BEGIN Records shown
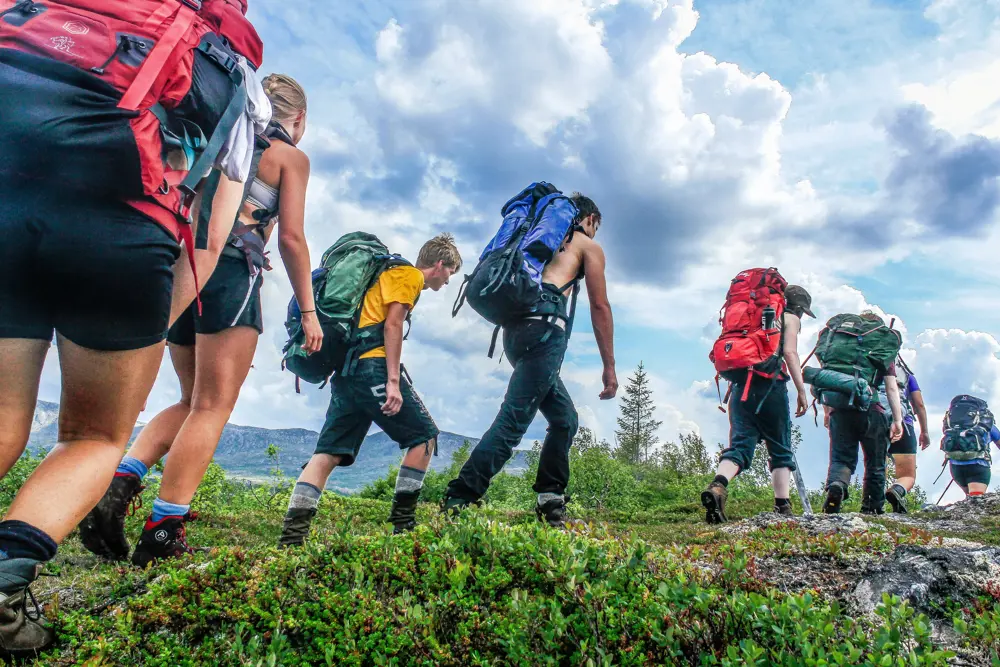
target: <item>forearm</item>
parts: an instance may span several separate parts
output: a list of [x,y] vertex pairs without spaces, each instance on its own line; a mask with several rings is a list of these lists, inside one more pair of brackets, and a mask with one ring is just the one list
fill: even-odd
[[403,356],[403,323],[385,323],[385,368],[390,382],[399,382],[399,362]]
[[615,367],[615,322],[611,306],[591,306],[590,321],[594,327],[597,350],[605,368]]
[[309,259],[309,245],[305,238],[278,239],[278,252],[288,272],[288,280],[295,292],[299,308],[315,310],[316,301],[312,290],[312,265]]
[[799,359],[798,351],[785,352],[784,357],[785,366],[788,368],[788,374],[792,377],[795,389],[800,393],[805,393],[806,384],[802,380],[802,361]]
[[899,403],[899,387],[896,385],[896,378],[887,377],[885,382],[885,393],[889,397],[889,407],[892,410],[892,421],[903,421],[903,407]]
[[917,413],[917,421],[920,422],[920,432],[921,433],[929,433],[930,431],[927,430],[927,428],[928,428],[928,426],[927,426],[927,408],[925,408],[924,406],[921,405],[920,407],[916,408],[914,410],[914,412]]

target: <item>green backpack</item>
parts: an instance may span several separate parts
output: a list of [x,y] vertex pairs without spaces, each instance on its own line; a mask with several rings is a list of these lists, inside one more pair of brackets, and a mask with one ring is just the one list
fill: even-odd
[[[841,314],[831,317],[820,331],[816,358],[824,369],[864,380],[874,390],[876,377],[893,364],[902,345],[900,333],[881,318],[865,319],[860,315]],[[820,403],[833,408],[867,410],[871,403],[870,395],[867,400],[860,400],[862,397],[858,392],[851,390],[844,400],[839,395],[843,393],[837,390],[820,391],[818,398]]]
[[396,266],[412,265],[364,232],[341,236],[323,253],[320,267],[312,273],[323,347],[313,354],[302,349],[302,313],[294,296],[285,319],[288,341],[282,349],[281,367],[296,376],[296,391],[300,379],[322,386],[334,373],[349,375],[360,355],[385,344],[384,322],[359,329],[358,320],[365,294],[383,272]]

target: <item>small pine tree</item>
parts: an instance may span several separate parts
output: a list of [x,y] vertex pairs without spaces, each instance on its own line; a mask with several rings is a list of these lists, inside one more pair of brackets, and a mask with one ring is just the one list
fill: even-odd
[[648,461],[656,449],[659,439],[656,431],[663,422],[653,419],[656,404],[653,390],[649,387],[649,377],[642,362],[628,379],[625,395],[621,399],[618,415],[618,441],[616,456],[632,464]]

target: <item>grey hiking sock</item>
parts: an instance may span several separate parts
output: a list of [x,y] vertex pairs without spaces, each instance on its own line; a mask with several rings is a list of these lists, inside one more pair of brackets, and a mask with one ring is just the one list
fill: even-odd
[[292,497],[288,501],[288,509],[314,510],[319,507],[319,497],[323,492],[308,482],[296,482],[292,489]]
[[553,500],[562,500],[562,499],[563,499],[563,494],[561,493],[539,493],[538,506],[542,507],[547,502],[551,502]]
[[400,466],[399,474],[396,475],[396,493],[413,493],[424,488],[424,477],[426,470],[417,470],[410,466]]
[[903,488],[901,484],[893,484],[892,490],[895,491],[896,495],[899,496],[900,498],[906,497],[906,489]]

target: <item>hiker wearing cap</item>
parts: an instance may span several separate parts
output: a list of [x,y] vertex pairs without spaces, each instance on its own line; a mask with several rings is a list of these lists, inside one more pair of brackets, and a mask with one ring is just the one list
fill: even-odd
[[951,477],[970,499],[981,498],[990,485],[990,443],[1000,448],[997,428],[986,401],[968,394],[951,399],[942,423],[941,450]]
[[[927,449],[931,444],[931,436],[927,430],[927,407],[924,405],[920,384],[902,357],[896,358],[896,384],[899,388],[900,408],[903,411],[903,435],[889,445],[896,481],[885,492],[885,499],[889,501],[893,512],[905,514],[906,494],[913,489],[917,481],[918,442],[921,450]],[[879,389],[879,402],[884,410],[891,412],[884,383]],[[919,437],[914,421],[920,423]]]
[[[369,248],[377,248],[378,252],[370,253]],[[462,256],[451,234],[439,234],[427,241],[415,265],[387,250],[376,237],[355,232],[342,237],[323,255],[330,280],[343,284],[357,275],[352,271],[359,266],[363,267],[365,279],[352,281],[361,289],[357,290],[356,303],[348,300],[351,310],[344,318],[356,324],[345,341],[350,347],[335,346],[341,350],[339,353],[331,347],[336,342],[336,330],[341,328],[334,325],[328,336],[331,340],[318,355],[312,355],[320,357],[317,363],[327,354],[337,356],[338,361],[316,453],[292,490],[279,546],[295,547],[305,542],[330,474],[338,466],[354,464],[373,423],[404,451],[389,510],[392,532],[402,533],[416,526],[417,501],[431,456],[437,453],[439,431],[401,363],[403,326],[420,293],[427,289],[437,292],[447,285],[462,268]],[[342,288],[336,291],[343,293]],[[333,303],[321,302],[320,306],[324,313],[337,309]],[[287,354],[285,359],[293,362],[290,367],[297,376],[310,381],[309,372],[314,368],[308,360],[296,360]]]
[[[533,183],[502,209],[500,229],[480,257],[464,292],[469,305],[503,331],[513,373],[500,411],[445,492],[442,510],[456,514],[477,503],[541,412],[548,421],[538,474],[535,514],[553,527],[567,519],[569,449],[578,427],[573,400],[559,377],[581,280],[586,281],[597,347],[604,362],[601,400],[618,391],[614,325],[604,277],[604,251],[594,237],[601,213],[580,193],[567,197]],[[464,285],[463,285],[464,287]],[[462,295],[455,313],[462,305]],[[492,354],[491,346],[491,354]]]
[[753,463],[763,441],[770,459],[774,511],[791,516],[792,453],[788,380],[795,385],[795,416],[809,407],[798,352],[802,317],[812,313],[812,297],[787,285],[777,269],[751,269],[733,280],[720,321],[722,335],[711,360],[719,377],[729,380],[729,447],[720,455],[715,479],[701,494],[705,521],[726,521],[731,482]]
[[[143,490],[143,478],[168,452],[160,491],[139,537],[132,562],[140,567],[191,553],[185,523],[191,499],[215,453],[223,428],[250,371],[263,333],[260,298],[270,270],[265,245],[277,232],[278,248],[303,304],[308,347],[322,345],[313,303],[305,238],[309,158],[298,147],[306,130],[306,94],[291,77],[263,80],[271,123],[257,137],[251,173],[238,215],[222,227],[221,254],[199,302],[185,308],[167,335],[180,381],[180,400],[156,415],[121,460],[101,501],[80,524],[91,552],[111,560],[129,556],[125,517]],[[280,223],[280,224],[279,224]]]
[[[864,454],[861,511],[882,514],[885,459],[891,442],[903,435],[903,414],[895,360],[901,334],[870,310],[835,315],[819,334],[816,358],[822,368],[805,368],[803,377],[823,405],[830,431],[830,466],[823,511],[837,514],[848,497],[851,477]],[[884,385],[888,408],[877,397]]]

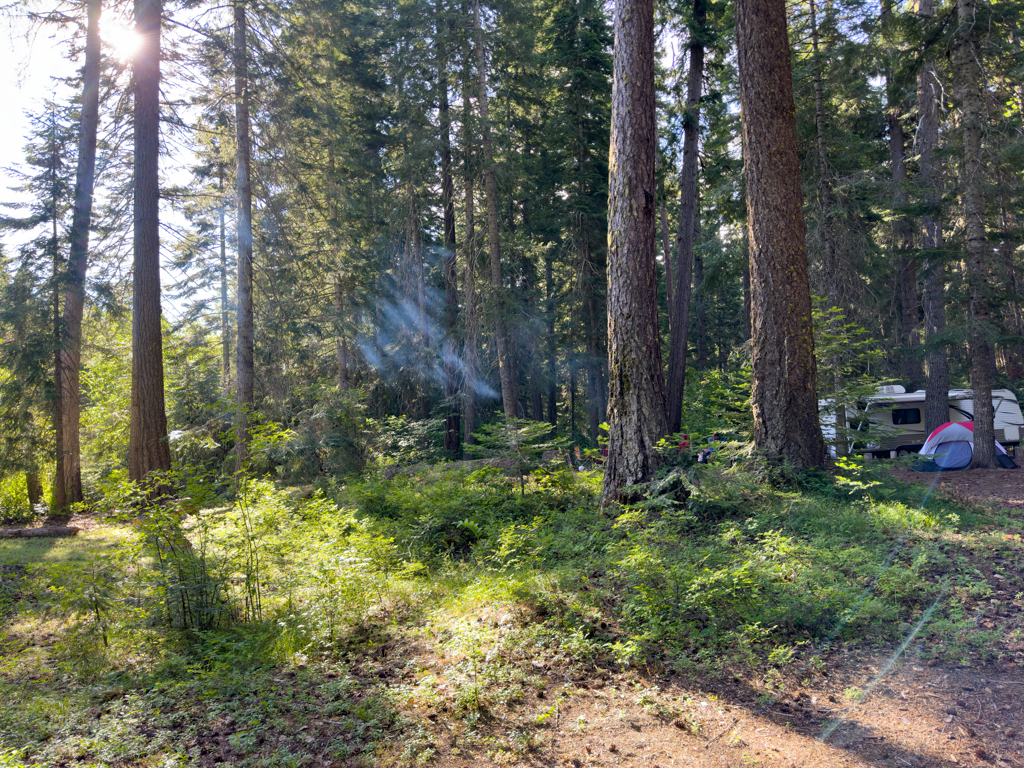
END Records shown
◆ What is required ◆
Line count for the word "target": please state how many lines of the records above contain it, and nothing else.

◆ Task response ◆
5